> [TASK DETAILS]:
Below are the records; copy each line in which "example" can be found.

Segment Start: SOURCE RECORDS

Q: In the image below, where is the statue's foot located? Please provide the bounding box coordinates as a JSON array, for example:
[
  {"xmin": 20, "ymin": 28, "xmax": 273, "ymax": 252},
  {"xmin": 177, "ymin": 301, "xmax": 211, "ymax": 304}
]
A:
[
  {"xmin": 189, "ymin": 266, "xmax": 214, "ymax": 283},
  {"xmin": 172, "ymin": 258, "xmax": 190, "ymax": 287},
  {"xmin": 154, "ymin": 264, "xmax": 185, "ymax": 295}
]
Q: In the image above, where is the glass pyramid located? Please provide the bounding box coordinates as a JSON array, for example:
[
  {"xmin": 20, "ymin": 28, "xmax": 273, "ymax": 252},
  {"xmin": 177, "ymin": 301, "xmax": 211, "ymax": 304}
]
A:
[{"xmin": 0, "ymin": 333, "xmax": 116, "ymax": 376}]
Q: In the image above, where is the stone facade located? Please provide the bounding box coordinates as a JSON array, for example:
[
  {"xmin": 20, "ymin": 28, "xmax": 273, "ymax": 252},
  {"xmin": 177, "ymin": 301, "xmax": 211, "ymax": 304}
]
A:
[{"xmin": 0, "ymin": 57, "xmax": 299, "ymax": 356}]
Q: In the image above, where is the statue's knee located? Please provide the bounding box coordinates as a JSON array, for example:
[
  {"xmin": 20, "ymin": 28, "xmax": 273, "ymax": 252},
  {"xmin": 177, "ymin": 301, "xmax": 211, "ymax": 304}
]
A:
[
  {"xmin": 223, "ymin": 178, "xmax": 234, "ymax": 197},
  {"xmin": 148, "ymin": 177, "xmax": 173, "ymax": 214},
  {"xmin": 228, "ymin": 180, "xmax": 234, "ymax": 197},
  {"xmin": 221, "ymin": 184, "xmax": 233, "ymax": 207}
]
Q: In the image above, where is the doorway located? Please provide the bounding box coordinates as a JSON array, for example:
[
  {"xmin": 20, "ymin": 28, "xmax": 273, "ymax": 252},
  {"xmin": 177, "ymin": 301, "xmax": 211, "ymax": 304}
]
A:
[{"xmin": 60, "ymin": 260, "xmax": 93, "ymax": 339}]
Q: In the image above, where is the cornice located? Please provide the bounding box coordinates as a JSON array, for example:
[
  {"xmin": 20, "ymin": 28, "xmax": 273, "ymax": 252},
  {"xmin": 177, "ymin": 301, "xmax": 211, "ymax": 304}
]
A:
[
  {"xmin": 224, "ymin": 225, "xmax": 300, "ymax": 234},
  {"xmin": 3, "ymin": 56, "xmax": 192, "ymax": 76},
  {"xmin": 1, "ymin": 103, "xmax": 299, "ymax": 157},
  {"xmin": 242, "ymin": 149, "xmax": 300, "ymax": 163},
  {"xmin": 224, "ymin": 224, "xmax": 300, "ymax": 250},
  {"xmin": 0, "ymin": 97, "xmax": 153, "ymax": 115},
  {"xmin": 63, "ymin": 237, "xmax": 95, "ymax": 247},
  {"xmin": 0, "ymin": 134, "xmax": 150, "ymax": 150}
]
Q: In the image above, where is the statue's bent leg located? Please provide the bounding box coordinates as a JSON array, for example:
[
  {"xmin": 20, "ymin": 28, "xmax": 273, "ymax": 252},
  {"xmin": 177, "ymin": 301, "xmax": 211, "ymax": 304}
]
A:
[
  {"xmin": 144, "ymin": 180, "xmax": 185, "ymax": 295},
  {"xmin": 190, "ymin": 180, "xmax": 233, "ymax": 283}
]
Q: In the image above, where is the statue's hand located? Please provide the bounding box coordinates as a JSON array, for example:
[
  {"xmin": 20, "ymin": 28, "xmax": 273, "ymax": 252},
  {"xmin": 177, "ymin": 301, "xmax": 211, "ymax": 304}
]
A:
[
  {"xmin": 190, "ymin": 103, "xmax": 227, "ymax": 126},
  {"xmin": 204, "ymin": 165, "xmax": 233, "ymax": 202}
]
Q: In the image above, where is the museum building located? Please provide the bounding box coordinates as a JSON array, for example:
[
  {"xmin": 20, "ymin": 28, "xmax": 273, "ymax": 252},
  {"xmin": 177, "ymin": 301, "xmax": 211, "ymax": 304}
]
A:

Segment End: SOURCE RECORDS

> [SOLUTION BELOW]:
Q: In the image below, where is the statue's foot located? Please provide the bounding box coordinates as a JSON array, for example:
Q: In the image above, where is the glass pyramid located? Please provide the bounding box coordinates as a JSON array, for example:
Q: In the image above, where is the stone facade located? Please provide the bounding box coordinates as a JSON array, for example:
Q: In the image above, where is the statue's knee located? Please provide the bounding box coordinates as a JSON array, for example:
Q: In the image above, where is the doorway located? Please provide the bounding box coordinates as a JSON array, for example:
Q: In the image above, where is the cornice located? Please provide the bounding box coordinates as a JSON array, for example:
Q: In the image above, where is the statue's bent leg located? Please provide the bounding box coordinates as a JSON array, for example:
Q: In the image above, where is the statue's hand located? Please provide the bounding box coordinates as a JSON array, for example:
Q: In the image above, where is the museum building located? Please provide the bounding box coordinates as a JSON array, for example:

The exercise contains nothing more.